Exercise details.
Word for word, retype every line of the data.

The data.
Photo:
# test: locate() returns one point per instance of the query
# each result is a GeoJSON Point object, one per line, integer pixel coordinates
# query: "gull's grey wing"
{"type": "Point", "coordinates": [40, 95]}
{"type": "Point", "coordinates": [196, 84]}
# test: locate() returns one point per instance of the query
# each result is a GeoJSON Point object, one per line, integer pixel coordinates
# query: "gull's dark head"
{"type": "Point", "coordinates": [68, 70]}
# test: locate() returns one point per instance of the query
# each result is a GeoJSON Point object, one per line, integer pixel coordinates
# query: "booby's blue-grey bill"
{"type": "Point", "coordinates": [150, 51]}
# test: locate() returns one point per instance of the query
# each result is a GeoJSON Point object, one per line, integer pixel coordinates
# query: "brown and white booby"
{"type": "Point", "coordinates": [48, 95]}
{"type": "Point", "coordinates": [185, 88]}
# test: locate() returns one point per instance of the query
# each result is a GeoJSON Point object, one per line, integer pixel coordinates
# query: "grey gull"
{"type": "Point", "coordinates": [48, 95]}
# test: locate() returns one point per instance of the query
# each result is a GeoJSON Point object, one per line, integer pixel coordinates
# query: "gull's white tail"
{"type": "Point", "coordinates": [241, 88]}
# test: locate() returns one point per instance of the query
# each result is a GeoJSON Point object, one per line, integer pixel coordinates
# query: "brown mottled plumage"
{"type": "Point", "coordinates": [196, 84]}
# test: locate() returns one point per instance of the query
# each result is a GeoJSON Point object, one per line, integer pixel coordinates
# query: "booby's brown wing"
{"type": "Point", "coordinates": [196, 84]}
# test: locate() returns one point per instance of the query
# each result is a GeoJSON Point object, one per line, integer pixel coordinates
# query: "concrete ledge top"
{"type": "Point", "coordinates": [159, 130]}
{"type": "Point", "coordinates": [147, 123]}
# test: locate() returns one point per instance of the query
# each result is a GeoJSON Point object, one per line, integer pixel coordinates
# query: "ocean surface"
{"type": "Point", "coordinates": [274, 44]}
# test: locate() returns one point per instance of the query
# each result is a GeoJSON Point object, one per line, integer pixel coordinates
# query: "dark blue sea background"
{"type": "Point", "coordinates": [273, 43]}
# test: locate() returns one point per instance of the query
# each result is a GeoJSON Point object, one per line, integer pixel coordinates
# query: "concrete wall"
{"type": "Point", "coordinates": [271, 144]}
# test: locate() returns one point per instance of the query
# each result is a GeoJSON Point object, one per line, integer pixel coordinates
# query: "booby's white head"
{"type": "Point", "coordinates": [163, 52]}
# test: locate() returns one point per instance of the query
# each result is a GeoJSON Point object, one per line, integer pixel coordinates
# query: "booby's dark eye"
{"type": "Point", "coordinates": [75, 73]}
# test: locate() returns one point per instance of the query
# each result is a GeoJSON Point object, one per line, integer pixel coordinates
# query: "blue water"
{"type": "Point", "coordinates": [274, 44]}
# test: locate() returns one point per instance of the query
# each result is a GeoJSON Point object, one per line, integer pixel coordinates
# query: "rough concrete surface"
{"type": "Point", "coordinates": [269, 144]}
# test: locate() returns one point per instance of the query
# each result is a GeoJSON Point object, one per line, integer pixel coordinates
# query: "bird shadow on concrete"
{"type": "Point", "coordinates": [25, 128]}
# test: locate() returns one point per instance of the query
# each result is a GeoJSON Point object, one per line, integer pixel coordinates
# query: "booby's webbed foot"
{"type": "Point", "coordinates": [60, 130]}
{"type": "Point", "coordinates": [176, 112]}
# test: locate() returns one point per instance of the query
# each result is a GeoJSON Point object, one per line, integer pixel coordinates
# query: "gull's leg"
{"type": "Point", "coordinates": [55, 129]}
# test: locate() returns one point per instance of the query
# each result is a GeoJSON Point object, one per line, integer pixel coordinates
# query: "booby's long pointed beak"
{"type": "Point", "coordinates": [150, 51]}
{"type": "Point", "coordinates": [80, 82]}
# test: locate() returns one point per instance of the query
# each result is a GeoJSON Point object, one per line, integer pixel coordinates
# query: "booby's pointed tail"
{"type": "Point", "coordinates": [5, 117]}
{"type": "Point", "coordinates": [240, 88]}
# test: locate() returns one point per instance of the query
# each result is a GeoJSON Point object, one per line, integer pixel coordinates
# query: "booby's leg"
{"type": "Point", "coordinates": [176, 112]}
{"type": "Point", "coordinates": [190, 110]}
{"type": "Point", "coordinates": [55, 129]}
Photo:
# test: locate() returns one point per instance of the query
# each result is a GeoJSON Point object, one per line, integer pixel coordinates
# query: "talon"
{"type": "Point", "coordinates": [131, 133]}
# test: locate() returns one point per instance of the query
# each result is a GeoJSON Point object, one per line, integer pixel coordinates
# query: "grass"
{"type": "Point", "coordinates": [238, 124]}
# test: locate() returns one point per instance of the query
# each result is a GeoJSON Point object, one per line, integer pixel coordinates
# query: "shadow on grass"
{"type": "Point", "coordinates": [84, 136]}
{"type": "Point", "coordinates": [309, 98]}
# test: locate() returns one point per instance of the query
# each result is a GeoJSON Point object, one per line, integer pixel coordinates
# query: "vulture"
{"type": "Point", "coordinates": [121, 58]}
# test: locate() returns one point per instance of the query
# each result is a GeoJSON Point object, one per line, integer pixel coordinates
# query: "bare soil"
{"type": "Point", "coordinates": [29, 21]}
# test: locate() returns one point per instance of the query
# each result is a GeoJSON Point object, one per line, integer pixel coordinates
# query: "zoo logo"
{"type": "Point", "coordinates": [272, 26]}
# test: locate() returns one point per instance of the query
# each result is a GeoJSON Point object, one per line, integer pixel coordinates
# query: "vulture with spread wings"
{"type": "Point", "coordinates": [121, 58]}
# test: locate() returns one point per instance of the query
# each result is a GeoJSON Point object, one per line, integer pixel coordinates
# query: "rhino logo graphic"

Result.
Photo:
# test: locate() returns one point per instance of the query
# each result is a GeoJSON Point object, one per line, integer pixel coordinates
# query: "gull's grey wing"
{"type": "Point", "coordinates": [40, 95]}
{"type": "Point", "coordinates": [196, 84]}
# test: locate() returns one point per instance of the query
# each result is a GeoJSON Point object, one per line, integer pixel coordinates
# query: "gull's dark head"
{"type": "Point", "coordinates": [68, 70]}
# test: locate() returns one point per instance of the query
# each result is a GeoJSON Point object, one per line, integer pixel coordinates
# query: "booby's blue-grey bill"
{"type": "Point", "coordinates": [150, 51]}
# test: locate() returns one point per instance of the query
# each result is a GeoJSON Point object, one per line, integer pixel coordinates
# query: "brown and white booby"
{"type": "Point", "coordinates": [48, 95]}
{"type": "Point", "coordinates": [185, 88]}
# test: locate() returns one point per instance of the query
# each result is a GeoJSON Point object, one per line, integer pixel coordinates
# query: "grey gull"
{"type": "Point", "coordinates": [48, 95]}
# test: locate() returns one point per instance of the query
# each result is a GeoJSON Point object, one per line, integer pixel coordinates
# query: "gull's white tail"
{"type": "Point", "coordinates": [241, 88]}
# test: locate() returns one point per instance of the query
# each result is a GeoJSON Point object, one per line, integer pixel coordinates
# query: "brown mottled plumage"
{"type": "Point", "coordinates": [196, 84]}
# test: locate() returns one point per instance of the query
# each result is a GeoJSON Point object, one per line, integer pixel coordinates
# query: "booby's brown wing"
{"type": "Point", "coordinates": [196, 84]}
# test: locate() returns one point per instance of the query
# each result is a GeoJSON Point object, one per line, integer pixel coordinates
# query: "concrete ledge top"
{"type": "Point", "coordinates": [159, 130]}
{"type": "Point", "coordinates": [147, 123]}
# test: locate() returns one point per instance of the query
# each result is a GeoJSON Point object, one per line, integer pixel coordinates
# query: "ocean surface"
{"type": "Point", "coordinates": [274, 44]}
# test: locate() returns one point per instance of the query
# each result is a GeoJSON Point object, one per line, integer pixel coordinates
# query: "dark blue sea background"
{"type": "Point", "coordinates": [273, 43]}
# test: locate() returns one point per instance of the query
# each result is a GeoJSON Point object, one per line, integer pixel coordinates
# query: "concrete wall"
{"type": "Point", "coordinates": [271, 144]}
# test: locate() returns one point per instance of the query
# each result is a GeoJSON Point object, one per line, integer pixel coordinates
# query: "booby's white head"
{"type": "Point", "coordinates": [163, 52]}
# test: locate() returns one point per instance of the query
# each result is a GeoJSON Point object, one per line, integer pixel coordinates
# query: "booby's dark eye"
{"type": "Point", "coordinates": [75, 73]}
# test: locate() returns one point per instance of the query
# each result is a GeoJSON Point object, one per line, integer pixel coordinates
# query: "blue water"
{"type": "Point", "coordinates": [274, 44]}
# test: locate() returns one point per instance of the query
# each result is a GeoJSON Point object, one per line, integer pixel coordinates
# query: "rough concrete surface"
{"type": "Point", "coordinates": [269, 144]}
# test: locate() returns one point per instance of the query
# each result is a GeoJSON Point object, one per line, integer pixel coordinates
# query: "bird shadow on concrete"
{"type": "Point", "coordinates": [25, 128]}
# test: locate() returns one point per instance of the query
# each result is a GeoJSON Point object, one per line, integer pixel coordinates
# query: "booby's webbed foot"
{"type": "Point", "coordinates": [60, 130]}
{"type": "Point", "coordinates": [176, 112]}
# test: locate() returns one point per instance of the query
# each result is a GeoJSON Point object, one per line, integer pixel coordinates
# query: "gull's leg"
{"type": "Point", "coordinates": [55, 129]}
# test: locate() returns one point per instance of the query
# each result is a GeoJSON Point object, one per line, integer pixel coordinates
# query: "booby's long pointed beak"
{"type": "Point", "coordinates": [150, 51]}
{"type": "Point", "coordinates": [80, 82]}
# test: locate() returns one point per instance of the query
# each result is a GeoJSON Point object, one per line, integer pixel coordinates
# query: "booby's pointed tail"
{"type": "Point", "coordinates": [5, 117]}
{"type": "Point", "coordinates": [240, 88]}
# test: locate() returns one point per instance of the query
# each result is a GeoJSON Point object, one per line, integer pixel coordinates
# query: "booby's leg"
{"type": "Point", "coordinates": [176, 112]}
{"type": "Point", "coordinates": [190, 110]}
{"type": "Point", "coordinates": [55, 129]}
Photo:
# test: locate() returns one point per instance of the query
# each result is a GeoJSON Point object, one per line, integer pixel coordinates
# query: "talon"
{"type": "Point", "coordinates": [131, 133]}
# test: locate() returns one point per instance of the query
# each result is a GeoJSON Point object, one per line, integer pixel coordinates
# query: "grass"
{"type": "Point", "coordinates": [238, 124]}
# test: locate() returns one point per instance of the query
# each result is a GeoJSON Point object, one per line, integer pixel coordinates
# query: "shadow on grass"
{"type": "Point", "coordinates": [84, 136]}
{"type": "Point", "coordinates": [309, 98]}
# test: locate() returns one point per instance of the query
# each result is a GeoJSON Point object, one per line, integer pixel coordinates
# query: "vulture"
{"type": "Point", "coordinates": [121, 58]}
# test: locate() returns one point per instance of the query
# each result is a GeoJSON Point object, one per line, integer pixel coordinates
# query: "bare soil"
{"type": "Point", "coordinates": [29, 21]}
# test: locate() returns one point per instance of the query
# each result is a GeoJSON Point object, one per line, integer pixel coordinates
# query: "zoo logo"
{"type": "Point", "coordinates": [272, 26]}
# test: locate() returns one point per instance of the query
# each result is a GeoJSON Point object, one per line, integer pixel coordinates
# query: "vulture with spread wings"
{"type": "Point", "coordinates": [121, 58]}
# test: locate() returns one point per instance of the query
# each result is a GeoJSON Point object, one per line, integer pixel coordinates
# query: "rhino logo graphic"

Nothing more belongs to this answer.